▸ **Written task**:
Can you reproduce all of the data below in full, requests included, but with each point coordinate in the answers multiplied by 0.95 and rounded to the nearest whole number, halves rounding up? Leave the numbers in the requests and their sample responses unchanged.

(Point labeling data)

◆ ◆ ◆

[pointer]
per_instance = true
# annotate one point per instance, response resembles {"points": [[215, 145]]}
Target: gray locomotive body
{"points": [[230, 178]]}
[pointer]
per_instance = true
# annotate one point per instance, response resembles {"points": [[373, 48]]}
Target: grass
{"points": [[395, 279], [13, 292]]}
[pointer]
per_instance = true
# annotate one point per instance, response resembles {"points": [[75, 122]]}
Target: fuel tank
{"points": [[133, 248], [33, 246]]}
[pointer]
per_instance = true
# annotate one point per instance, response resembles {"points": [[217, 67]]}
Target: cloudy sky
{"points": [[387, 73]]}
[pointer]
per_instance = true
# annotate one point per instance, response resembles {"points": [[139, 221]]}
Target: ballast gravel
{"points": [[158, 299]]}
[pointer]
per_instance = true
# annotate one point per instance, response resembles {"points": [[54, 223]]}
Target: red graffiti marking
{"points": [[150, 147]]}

◆ ◆ ◆

▸ **Solution below**:
[pointer]
per_instance = true
# annotate one point per instance, response resembles {"points": [[215, 145]]}
Target: gray locomotive body
{"points": [[219, 169]]}
[pointer]
per_instance = true
# annotate one point per instance, response resembles {"points": [[373, 48]]}
Target: grass
{"points": [[375, 265], [12, 277]]}
[pointer]
per_instance = true
# annotate one point per instance, response resembles {"points": [[75, 122]]}
Target: fuel tank
{"points": [[126, 236], [31, 234]]}
[pointer]
per_instance = true
# annotate one point per instance, response resembles {"points": [[217, 67]]}
Target: cloudy sky
{"points": [[368, 69]]}
[pointer]
per_instance = true
# annotate one point per instance, response resembles {"points": [[139, 221]]}
Target: ballast gravel
{"points": [[150, 284]]}
[pointer]
per_instance = true
# annotate one point per instance, response resembles {"points": [[54, 223]]}
Target: red graffiti marking
{"points": [[143, 140]]}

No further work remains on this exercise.